Na ile tygodni według tekstu o dostawie immunoglobuliny anty RhD wystarczą 3 tysiące ampułek zakupu interwencyjnego?
══ Fragment strony
Do południa 3 tysiące ampułek immunoglobuliny anty RhD ma trafić do Centrum Krwiodawstwa w Warszawie. Stamtąd preparat zostanie rozwieziony do szpitali w całej Polsce.

Jeszcze wczoraj preparat przyleciał z Austrii na Okęcie. Tam został oclony i dziś rano zwolniony z urzędu celnego. W ciągu godziny immunoglobulina powinna znaleźć się w Centrum Krwiodawstwa w Warszawie. Paweł Trzciński z Ministerstwa Zdrowia zapewnił reportera RMF FM Mariusza Piekarskiego, że 3 tysiące ampułek zakupu interwencyjnego wystarczy na 3-4 tygodnie. Gotowy jest też kolejny przetarg na 7 tysięcy ampułek.

Immunoglobulina anty RhD to preparat zapobiegający powikłaniom po porodzie, w przypadku konfliktu serologicznego.
════
══ Fragmenty danych
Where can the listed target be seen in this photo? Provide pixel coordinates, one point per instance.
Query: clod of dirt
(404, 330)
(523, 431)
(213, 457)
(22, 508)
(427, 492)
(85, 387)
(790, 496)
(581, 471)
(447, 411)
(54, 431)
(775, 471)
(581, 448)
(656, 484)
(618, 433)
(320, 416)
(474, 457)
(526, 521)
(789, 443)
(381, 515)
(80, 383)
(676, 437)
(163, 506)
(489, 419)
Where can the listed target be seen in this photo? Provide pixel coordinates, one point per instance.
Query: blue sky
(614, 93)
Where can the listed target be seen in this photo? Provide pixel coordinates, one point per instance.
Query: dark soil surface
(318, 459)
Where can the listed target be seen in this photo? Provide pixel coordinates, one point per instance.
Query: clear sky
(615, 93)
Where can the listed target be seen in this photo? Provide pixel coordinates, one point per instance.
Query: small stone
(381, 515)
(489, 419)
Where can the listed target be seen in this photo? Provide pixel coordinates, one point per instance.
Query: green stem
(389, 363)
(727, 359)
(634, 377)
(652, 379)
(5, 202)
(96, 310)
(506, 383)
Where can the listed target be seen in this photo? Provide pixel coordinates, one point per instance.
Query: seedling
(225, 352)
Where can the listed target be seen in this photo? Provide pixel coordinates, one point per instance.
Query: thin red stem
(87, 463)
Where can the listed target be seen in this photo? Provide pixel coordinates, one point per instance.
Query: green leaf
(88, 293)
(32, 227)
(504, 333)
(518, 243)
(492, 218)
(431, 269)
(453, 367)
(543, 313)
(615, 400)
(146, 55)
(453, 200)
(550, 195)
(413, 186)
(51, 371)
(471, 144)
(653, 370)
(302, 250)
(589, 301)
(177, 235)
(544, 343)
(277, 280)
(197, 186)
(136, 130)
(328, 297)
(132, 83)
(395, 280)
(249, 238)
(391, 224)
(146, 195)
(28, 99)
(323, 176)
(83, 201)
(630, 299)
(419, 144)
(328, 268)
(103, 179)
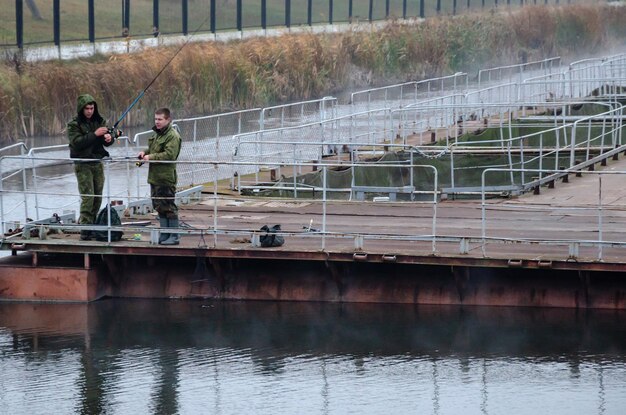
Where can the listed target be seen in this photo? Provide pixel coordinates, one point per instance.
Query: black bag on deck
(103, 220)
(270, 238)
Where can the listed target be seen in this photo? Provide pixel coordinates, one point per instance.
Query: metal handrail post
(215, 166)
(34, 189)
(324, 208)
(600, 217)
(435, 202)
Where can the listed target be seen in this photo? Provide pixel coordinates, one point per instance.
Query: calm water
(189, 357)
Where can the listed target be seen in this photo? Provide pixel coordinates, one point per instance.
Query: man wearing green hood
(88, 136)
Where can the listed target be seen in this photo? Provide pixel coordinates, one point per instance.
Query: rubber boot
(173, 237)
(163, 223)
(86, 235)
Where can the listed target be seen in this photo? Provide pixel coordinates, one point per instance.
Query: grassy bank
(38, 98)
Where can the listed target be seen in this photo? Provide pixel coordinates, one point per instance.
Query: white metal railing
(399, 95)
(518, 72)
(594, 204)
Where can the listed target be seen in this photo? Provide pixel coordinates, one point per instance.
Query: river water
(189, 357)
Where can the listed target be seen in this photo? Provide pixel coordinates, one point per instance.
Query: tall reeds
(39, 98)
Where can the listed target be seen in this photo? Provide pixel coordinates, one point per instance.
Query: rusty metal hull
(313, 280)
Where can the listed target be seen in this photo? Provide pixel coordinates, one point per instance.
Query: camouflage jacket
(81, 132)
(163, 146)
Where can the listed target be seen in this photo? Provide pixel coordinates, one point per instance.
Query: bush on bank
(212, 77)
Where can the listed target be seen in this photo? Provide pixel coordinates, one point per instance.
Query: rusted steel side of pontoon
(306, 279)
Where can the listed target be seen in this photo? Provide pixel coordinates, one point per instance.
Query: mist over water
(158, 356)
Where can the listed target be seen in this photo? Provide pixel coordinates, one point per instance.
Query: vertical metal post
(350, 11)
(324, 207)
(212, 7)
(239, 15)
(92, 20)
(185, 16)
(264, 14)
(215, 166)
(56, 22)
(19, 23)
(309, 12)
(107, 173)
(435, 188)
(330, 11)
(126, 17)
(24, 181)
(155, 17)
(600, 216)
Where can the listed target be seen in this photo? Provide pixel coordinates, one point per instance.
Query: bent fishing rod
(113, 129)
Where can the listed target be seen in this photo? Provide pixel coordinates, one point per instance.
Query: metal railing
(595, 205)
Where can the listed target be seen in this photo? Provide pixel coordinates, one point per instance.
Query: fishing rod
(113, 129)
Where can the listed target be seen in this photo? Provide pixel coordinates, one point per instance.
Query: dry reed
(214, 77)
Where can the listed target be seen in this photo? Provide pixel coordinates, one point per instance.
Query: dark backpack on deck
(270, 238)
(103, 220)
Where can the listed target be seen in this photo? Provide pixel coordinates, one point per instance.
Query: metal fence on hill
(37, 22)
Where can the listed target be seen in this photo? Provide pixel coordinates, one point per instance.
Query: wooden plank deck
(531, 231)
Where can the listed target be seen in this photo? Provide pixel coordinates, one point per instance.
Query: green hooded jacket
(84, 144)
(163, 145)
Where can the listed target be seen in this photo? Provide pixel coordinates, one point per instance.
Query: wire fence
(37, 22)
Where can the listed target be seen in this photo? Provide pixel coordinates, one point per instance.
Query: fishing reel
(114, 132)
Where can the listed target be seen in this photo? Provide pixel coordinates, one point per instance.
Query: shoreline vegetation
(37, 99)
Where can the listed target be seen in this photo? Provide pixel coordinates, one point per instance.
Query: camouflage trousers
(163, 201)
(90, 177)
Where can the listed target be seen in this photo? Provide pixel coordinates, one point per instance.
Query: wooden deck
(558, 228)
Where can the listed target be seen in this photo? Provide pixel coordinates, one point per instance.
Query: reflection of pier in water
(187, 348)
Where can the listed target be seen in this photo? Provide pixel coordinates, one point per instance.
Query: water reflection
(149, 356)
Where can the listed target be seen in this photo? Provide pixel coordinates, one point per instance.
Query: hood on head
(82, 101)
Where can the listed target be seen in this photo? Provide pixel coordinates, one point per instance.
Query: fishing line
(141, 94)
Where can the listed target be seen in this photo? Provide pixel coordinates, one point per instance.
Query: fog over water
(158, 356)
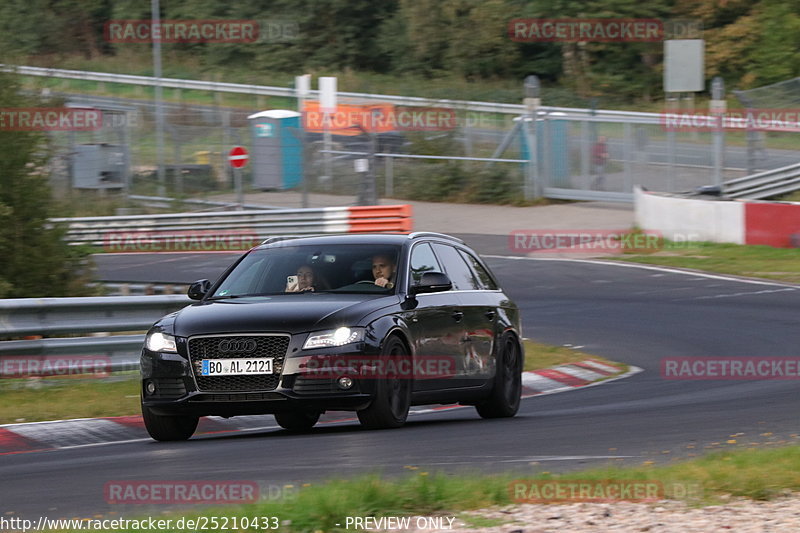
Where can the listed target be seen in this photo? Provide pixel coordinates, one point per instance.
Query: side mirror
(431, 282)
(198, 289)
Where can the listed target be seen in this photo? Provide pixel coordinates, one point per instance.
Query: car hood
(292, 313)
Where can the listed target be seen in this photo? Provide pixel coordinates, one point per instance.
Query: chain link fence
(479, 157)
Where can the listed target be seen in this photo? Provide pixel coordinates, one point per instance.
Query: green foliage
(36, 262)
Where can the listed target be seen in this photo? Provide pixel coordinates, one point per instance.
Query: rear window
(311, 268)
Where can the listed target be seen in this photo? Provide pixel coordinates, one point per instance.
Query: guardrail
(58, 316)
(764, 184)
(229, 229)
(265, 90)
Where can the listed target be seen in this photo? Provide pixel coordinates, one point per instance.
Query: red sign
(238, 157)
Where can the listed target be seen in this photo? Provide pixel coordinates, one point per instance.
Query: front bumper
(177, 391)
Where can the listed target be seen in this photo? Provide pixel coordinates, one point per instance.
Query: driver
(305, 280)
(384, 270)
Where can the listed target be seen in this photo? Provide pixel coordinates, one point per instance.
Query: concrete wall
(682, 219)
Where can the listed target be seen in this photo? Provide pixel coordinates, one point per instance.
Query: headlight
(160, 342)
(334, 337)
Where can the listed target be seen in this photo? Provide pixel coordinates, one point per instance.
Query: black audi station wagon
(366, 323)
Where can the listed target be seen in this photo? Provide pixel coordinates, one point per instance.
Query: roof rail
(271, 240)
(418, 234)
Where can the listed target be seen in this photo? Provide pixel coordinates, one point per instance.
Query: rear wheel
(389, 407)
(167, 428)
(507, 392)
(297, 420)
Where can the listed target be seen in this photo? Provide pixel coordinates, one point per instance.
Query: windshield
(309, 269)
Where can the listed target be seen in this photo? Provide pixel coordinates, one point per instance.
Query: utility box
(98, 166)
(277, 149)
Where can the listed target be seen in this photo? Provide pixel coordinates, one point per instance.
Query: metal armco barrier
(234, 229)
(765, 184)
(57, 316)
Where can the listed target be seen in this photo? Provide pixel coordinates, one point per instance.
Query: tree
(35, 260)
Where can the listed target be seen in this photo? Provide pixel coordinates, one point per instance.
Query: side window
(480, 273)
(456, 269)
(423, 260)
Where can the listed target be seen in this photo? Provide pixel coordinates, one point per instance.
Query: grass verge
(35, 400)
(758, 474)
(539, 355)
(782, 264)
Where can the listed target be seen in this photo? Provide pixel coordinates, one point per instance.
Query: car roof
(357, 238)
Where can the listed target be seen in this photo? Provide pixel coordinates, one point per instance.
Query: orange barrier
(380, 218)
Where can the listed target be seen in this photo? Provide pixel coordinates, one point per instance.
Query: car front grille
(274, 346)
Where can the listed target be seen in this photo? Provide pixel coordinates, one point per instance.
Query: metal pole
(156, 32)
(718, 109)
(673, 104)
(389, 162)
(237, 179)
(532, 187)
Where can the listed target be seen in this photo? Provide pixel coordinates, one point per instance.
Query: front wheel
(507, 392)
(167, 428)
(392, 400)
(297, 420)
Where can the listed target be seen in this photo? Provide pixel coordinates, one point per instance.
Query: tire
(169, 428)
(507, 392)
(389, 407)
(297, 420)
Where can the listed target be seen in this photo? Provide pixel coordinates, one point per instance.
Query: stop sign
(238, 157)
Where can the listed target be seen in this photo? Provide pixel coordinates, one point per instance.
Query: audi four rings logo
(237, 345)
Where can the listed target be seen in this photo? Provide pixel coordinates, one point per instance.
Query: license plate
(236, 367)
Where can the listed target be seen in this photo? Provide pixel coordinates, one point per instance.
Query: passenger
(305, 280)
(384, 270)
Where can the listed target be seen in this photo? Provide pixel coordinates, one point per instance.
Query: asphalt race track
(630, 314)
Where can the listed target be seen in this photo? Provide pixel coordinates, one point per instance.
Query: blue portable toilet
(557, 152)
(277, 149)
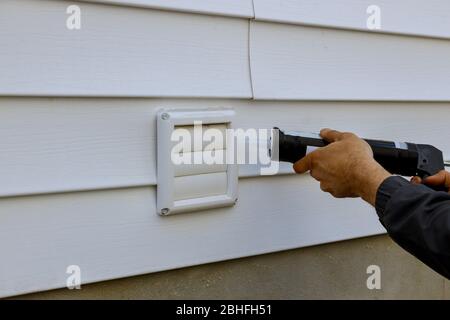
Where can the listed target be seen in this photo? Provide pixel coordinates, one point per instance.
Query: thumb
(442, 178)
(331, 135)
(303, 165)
════
══ Fragmenty danych
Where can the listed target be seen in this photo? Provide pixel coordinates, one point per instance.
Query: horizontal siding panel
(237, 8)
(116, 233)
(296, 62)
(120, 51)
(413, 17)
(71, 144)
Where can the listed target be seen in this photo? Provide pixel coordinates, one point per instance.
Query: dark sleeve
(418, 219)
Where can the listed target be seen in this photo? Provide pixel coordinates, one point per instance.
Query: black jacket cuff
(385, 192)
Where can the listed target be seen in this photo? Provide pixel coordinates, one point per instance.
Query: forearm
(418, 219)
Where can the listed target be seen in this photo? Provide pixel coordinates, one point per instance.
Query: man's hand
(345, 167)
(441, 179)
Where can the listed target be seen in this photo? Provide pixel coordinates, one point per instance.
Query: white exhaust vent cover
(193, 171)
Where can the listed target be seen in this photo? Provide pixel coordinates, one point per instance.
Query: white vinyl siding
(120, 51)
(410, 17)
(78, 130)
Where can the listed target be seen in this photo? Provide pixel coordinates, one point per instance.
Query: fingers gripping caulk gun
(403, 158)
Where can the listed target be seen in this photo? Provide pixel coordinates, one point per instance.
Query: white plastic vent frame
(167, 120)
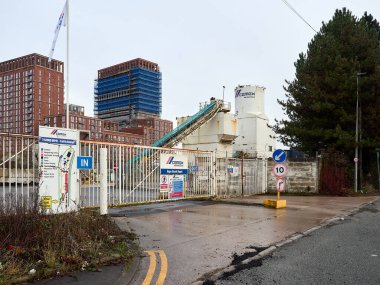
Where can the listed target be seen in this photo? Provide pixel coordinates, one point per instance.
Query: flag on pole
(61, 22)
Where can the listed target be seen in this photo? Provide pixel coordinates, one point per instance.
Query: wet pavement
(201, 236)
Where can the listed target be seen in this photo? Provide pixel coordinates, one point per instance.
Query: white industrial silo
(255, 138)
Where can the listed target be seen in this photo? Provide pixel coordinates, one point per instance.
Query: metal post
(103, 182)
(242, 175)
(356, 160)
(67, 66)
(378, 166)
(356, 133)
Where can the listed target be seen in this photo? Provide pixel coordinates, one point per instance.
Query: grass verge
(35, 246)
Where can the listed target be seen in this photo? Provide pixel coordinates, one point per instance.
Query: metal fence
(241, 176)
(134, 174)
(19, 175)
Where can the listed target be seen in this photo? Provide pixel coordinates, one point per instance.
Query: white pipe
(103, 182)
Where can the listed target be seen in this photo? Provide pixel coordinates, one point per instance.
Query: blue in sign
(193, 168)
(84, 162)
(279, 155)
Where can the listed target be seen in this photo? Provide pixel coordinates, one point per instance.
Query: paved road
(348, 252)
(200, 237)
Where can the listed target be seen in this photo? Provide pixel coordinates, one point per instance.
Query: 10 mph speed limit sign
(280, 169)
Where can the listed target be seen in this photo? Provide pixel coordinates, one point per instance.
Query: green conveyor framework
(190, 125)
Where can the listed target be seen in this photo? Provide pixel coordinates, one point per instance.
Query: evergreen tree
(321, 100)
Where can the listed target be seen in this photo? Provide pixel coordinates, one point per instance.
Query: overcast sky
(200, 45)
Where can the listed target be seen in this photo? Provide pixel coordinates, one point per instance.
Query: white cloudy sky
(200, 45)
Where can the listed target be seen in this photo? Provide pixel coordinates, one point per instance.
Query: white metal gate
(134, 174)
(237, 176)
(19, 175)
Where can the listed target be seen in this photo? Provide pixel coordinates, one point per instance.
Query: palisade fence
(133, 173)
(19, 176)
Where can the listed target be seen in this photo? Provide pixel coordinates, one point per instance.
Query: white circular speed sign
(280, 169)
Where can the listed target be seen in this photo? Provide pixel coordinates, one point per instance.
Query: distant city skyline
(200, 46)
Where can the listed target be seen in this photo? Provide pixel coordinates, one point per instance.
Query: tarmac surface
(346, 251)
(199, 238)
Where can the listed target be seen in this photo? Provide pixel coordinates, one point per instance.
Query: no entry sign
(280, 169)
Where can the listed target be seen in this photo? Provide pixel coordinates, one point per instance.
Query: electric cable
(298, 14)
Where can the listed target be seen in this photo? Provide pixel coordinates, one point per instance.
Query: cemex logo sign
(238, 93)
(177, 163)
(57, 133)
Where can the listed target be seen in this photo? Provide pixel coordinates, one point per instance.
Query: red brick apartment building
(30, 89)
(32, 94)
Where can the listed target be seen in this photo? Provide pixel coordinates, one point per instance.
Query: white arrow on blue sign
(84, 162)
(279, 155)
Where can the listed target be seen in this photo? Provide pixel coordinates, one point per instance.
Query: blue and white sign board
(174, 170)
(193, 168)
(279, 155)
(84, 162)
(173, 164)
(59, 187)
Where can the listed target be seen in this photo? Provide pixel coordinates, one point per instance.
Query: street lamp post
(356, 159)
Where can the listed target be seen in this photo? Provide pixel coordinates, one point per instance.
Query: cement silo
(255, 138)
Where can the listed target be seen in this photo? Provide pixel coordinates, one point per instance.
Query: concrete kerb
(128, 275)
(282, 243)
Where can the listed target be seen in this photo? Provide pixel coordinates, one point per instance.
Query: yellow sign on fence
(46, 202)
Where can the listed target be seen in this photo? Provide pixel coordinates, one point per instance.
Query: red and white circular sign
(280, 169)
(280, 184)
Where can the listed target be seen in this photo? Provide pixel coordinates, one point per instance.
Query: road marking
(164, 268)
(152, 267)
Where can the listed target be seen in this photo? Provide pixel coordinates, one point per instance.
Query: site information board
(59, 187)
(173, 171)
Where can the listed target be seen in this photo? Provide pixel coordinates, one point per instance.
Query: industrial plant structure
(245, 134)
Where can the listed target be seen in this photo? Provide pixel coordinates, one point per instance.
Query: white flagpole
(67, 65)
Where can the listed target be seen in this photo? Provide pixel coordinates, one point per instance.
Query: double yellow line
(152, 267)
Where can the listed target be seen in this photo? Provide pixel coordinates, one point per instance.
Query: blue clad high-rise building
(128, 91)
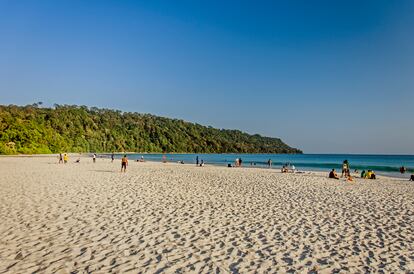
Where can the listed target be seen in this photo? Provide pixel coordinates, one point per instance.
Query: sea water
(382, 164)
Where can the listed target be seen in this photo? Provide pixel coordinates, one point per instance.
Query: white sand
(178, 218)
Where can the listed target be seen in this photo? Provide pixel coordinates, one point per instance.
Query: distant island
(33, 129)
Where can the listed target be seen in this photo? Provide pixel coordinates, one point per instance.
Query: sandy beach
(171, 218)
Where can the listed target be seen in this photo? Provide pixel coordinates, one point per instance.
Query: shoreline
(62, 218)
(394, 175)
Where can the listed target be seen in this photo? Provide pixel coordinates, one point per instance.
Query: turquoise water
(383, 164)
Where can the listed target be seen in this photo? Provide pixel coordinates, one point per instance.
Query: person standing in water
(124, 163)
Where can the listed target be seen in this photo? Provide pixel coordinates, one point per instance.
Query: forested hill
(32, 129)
════
══ Fragmenty danych
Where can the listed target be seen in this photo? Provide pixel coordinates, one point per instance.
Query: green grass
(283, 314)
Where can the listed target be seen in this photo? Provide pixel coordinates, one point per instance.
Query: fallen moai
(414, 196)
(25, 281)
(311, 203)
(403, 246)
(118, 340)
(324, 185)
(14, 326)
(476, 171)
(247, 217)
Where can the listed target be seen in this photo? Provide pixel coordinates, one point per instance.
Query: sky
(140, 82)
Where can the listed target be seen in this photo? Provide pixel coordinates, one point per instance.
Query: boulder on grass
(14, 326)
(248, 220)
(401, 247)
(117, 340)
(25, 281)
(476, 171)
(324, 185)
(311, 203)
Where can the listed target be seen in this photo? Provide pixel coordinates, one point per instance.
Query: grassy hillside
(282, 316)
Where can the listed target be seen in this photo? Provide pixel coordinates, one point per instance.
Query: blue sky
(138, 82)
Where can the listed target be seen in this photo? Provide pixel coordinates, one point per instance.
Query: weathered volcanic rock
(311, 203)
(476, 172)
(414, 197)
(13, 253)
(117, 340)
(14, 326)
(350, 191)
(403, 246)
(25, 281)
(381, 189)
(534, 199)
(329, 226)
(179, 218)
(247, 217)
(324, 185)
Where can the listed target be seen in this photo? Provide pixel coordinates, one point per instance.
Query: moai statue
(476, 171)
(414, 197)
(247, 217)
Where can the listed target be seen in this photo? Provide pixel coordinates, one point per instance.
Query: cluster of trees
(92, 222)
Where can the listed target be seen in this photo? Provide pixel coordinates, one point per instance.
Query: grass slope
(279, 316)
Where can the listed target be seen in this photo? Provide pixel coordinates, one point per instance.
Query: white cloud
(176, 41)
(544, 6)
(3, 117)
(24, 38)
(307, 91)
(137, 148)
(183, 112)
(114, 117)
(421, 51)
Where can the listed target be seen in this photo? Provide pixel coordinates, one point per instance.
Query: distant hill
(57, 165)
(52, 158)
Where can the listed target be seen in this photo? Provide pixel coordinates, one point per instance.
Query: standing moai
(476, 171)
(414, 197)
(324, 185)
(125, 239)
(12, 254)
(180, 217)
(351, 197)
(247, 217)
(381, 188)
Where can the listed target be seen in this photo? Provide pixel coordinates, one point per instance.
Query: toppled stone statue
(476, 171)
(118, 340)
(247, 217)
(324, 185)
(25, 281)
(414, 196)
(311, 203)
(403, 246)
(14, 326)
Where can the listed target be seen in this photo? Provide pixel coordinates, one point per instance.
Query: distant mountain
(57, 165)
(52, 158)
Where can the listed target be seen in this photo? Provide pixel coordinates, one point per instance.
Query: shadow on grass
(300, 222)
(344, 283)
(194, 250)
════
Twoja odpowiedź:
Na 3-4 tygodnie.